実施事項:
• A. 書評の本文に照らして、次の(i)〜(iii)が本文と合っているか判定してください。それぞれ「はい」か「いいえ」で答え、根拠となる本文の語句をそのまま引用すること。(i) 筆者はヴェイパーフライをすでに履いたことがある。(ii) 筆者はSHOE DOGを短時間で読み終えた。(iii) 筆者がブログを始めた狙いは、何かしたときの気づきを増やすことである。
• B. 書評の本文を、最後の文の後から書き継いでください。

== 本文

SHOE DOG(シュードッグ) 感想

話題のビジネス書的に陳列されていたので読んでみた。
が、ビジネス書としては個人的には得るものがほぼなかった。

ナイキといえば靴で、昔ならバスケットとかでエアなんとかみたいなやつがあって、バスケやらなくも子供の時人気だったし、今は陸上界でなんちゃらフライみたいのが席巻してて、「靴」についてもっと書かれているのかと思ったが
「他ではやってないことを追求している感」はあったが、具体的なこだわりみたいなものは見えてこなかった。
むしろ大体が「金がやばい」って話しかしてない気がする。

日本的にはオニツカタイガーやら日商岩井やら出てきて、楽しめる要素もあるかもしれない。ただノンフィクションの、ナイキの物語だから楽しめている程度で、描写が物語として面白く書かれている気もしない。
しょせんは自伝というくらいの感じである。

陸上をやっているものからすれば「ヴェイパーフライ」「オレゴンプロジェクト」というのは熱くさせるものである。
特にヴェイパーフライは「厚底」でこれまでの常識を変える、まだ履いたことはないが非常に興味があるもの、
オレゴンプロジェクトも大迫選手がいるからであるが、日本男子マラソンの希望でもある選手がそこで成長して結果を出したというので、
ナイキ自体は「すごい」というのを感じている。
というところには別に触れるわけでもなく、創業から株式公開までの波乱の歴史を述べただけという感じである。

サクッと読めたなら面白かったで終わっただろうけど、結構厚くて結構時間かかったからね・・・。
世の中的に売れている、評価もAmazon的に高いという本の中では久しぶりに自分の中では何も響かなかった本でした。

トム・ピーターズのサラリーマン大逆襲作戦 ブランド人になれ! 感想

ザ・自己啓発本という感じ
この本を読んでいる時点でおそらく「ブランド」を確立したい人なんだろうな、と思うので、その中でそのブランドを作る方向性を考えたり、やる気を出すのにとても良い本だと思う。
一字一句細かく読む本ではなく、次の自分の行動をどうするか考えながら、これをやろうというものを決める感じにはなると思う。
「どういうブランドを確立するのか」という点にはそこまで焦点が当たってはいない気がする
また内容的には「オレオレ」度が強いブランドにもなりえる内容だとは思う。
Lead the selfをして、Lead the peopleできるような形でリーダーシップとしてのブランドを確立したいというのが自分の気持ちである。
参考:https://globis.jp/article/6058 働き方改革に必要なのは「Lead the self」できるリーダー

ランチの時間でもブランドを高める努力をするようなこととか、
そこまでやる気はないが、わずかな追加の積み重ねが大きな差になってる部分にはなるだろう
このブログを始めた理由も、わずかな差を積み上げるために、何かしたときに気づきを増やそうという狙いである。
この本に書かれていることをそのままやるのがよいかどうかはわからないが、自分で考えてどうありたいかというところは再度見直し、それに向かっていきたいとは思う。

====
== 元データ

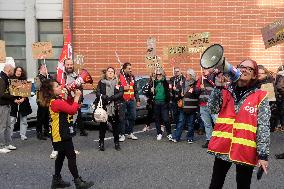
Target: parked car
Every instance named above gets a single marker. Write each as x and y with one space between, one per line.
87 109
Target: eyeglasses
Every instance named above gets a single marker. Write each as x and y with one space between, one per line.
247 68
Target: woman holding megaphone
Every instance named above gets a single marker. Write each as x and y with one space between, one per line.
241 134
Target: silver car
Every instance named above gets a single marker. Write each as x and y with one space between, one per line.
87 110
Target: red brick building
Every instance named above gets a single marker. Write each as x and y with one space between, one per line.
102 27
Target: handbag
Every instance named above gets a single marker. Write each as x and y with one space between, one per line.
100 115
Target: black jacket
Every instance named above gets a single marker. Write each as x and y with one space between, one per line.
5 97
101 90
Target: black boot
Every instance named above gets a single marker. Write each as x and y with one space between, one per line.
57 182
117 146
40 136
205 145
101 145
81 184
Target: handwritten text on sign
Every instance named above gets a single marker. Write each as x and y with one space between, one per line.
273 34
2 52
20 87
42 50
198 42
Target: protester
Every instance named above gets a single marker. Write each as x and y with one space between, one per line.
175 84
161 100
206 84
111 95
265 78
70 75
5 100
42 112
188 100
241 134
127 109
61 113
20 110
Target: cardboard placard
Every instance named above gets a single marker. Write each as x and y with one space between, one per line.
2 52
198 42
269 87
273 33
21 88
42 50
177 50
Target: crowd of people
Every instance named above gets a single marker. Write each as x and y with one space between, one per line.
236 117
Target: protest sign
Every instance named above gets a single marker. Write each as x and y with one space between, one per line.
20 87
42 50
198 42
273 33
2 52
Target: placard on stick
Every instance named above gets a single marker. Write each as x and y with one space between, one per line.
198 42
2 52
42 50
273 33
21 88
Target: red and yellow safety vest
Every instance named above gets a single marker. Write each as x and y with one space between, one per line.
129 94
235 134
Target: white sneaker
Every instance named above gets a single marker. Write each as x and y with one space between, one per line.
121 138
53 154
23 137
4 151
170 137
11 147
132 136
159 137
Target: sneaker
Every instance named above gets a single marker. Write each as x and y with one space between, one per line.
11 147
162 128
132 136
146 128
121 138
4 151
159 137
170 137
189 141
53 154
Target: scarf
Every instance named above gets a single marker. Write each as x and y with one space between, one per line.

====

課題別の出力:
• A.
(i) いいえ。「まだ履いたことはないが非常に興味があるもの」
(ii) いいえ。「結構厚くて結構時間かかったからね・・・。」
(iii) はい。「何かしたときに気づきを増やそうという狙いである」

• B.
なぜ日本企業は勝てなくなったのか―個を活かす「分化」の組織論 感想

タイトル通り「日本企業は分化ができていないから勝てなくなっている」という話の本。
空気として同質化的なものを求めがちだけど、見よう見まねで形だけ分化をする。結果、分化はできていない。
「分化」の意味が少し咀嚼できてない面があるが、同じことをするように人を集めるのではなく、個が生きるようにして組織を作るという感じだろうか。
誰か特定の人に依存している形は良くないけども、チーム全員が同じことをする、というのは結果的に個々人の能力を全く生かせていないのだろう。スクラム開発などを行っていて、ある程度は「替えが効く」形での開発を行うが、あくまでそれは最低限のタスクをこなす能力という感じで、そこからさらに付加価値を高めていくには、個々の能力を生かせる組織でないとダメなんだろうと思う。
スクラムにおいてマネジメントみたいなものは可視化することで皆が行う面があるが、
ここに誰か1人がマネジメントする=上下のつながりになる要素があり、そのスタイルで行ってしまうと
デイリースクラム的なものが、俺がマネジメントするためにやる、みたいな形になってしまって分化ができなくなるのだろう。
可視化せずに誰かがマネジメントするスタイルは、ある意味他人にとやかく言われなくない人には楽な働き方で「私の思い通りのものをつくってもらう」「僕が考える最強の○○を作る」ことはやりやすい。
しかしそのスタイルでは相当な知識と勘とカリスマ性先見性がない限りは平凡なものしかできず、競争力のない作り方になっている気がする。
私は作るものを考える、あなたはそれを作る という役割では分化か?とも思ったが、個を生かすのではなくただの分業であり、むしろ外注的になることはそれは違うように思った。
もちろん物を作れる、作るものを考えらえれる、ことがスキルとしてあることは役割を行う意味にはなるが、可視化しないということは考えさせないという点では、能力やりたいことに関係なくマネジメント側が勝手に役割を規定しているところはあると思う。
異なる専門性の集団をという話で、なぜか1年遅れくらいでカンブリア宮殿の初台リハビリテーション病院・石川誠さんの話(2017/6/15)を見たのだが、
医者だけでなく理学療法士、言語聴覚士、看護師などが一つの患者をリハビリするという目的でチーム化し、フラットな関係で行っているというのを見て、それぞれのプロフェッショナル性を生かして、その中で連携しあうことが大事だし、この連携自体はうまく作り上げないとただの分断組織になってしまうのだろうなと感じた。
多様性をマネジメントすることがイノベーションに必要と言われている時代において、異質に飛び出た個を引き出しそれをぶつけ合わせることができるかが必要で、
このぶつけ合わせること、プロフェッショナルの連携が、下手な分業にならない・下手に同質化させないというこのバランスが難しいようには思えた。
しかし何よりも「プロフェッショナルな部分を生かすこと」こそが大事だと感じたところである。
もちろんその場の仕事には生かしにくいプロフェッショナルもあるだろうけど、そもそもプロフェッショナルになるように伸ばすことがこれまであまり行われてなかったのかもしれない。
難しいのは実際にはどうしても存在するマネジメント層から見て、「誰かの思い通りに作らせるスタイル」のほうが安定して見えるところはあるように感じる。
多様性をぶつけると、そこには価値観の衝突があるわけでどうしても「揉めている」ような要素は出てきてしまうだろう。
しかしそこの重要性はあらゆるところで語られているわけで、マネジメント層も逃げてはならないのだろうと思った。